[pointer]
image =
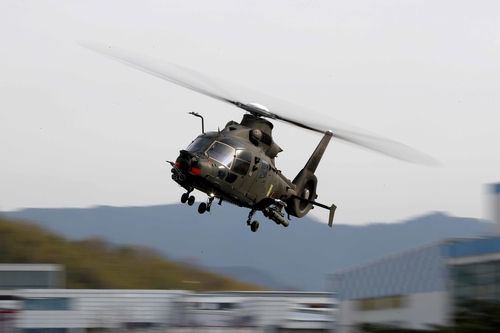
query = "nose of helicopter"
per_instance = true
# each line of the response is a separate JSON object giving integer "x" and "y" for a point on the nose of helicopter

-- Exercise goal --
Rewrite the items above with "nose of helicopter" changed to "tail of helicopter" everywhere it appears and everything else kept the same. Leave the pictures out.

-- Solution for this problem --
[pointer]
image =
query = "tail of helicopter"
per_instance = true
# each line of the response is a separate JSON object giving integer "x" and "y" for a point on the tail of helicopter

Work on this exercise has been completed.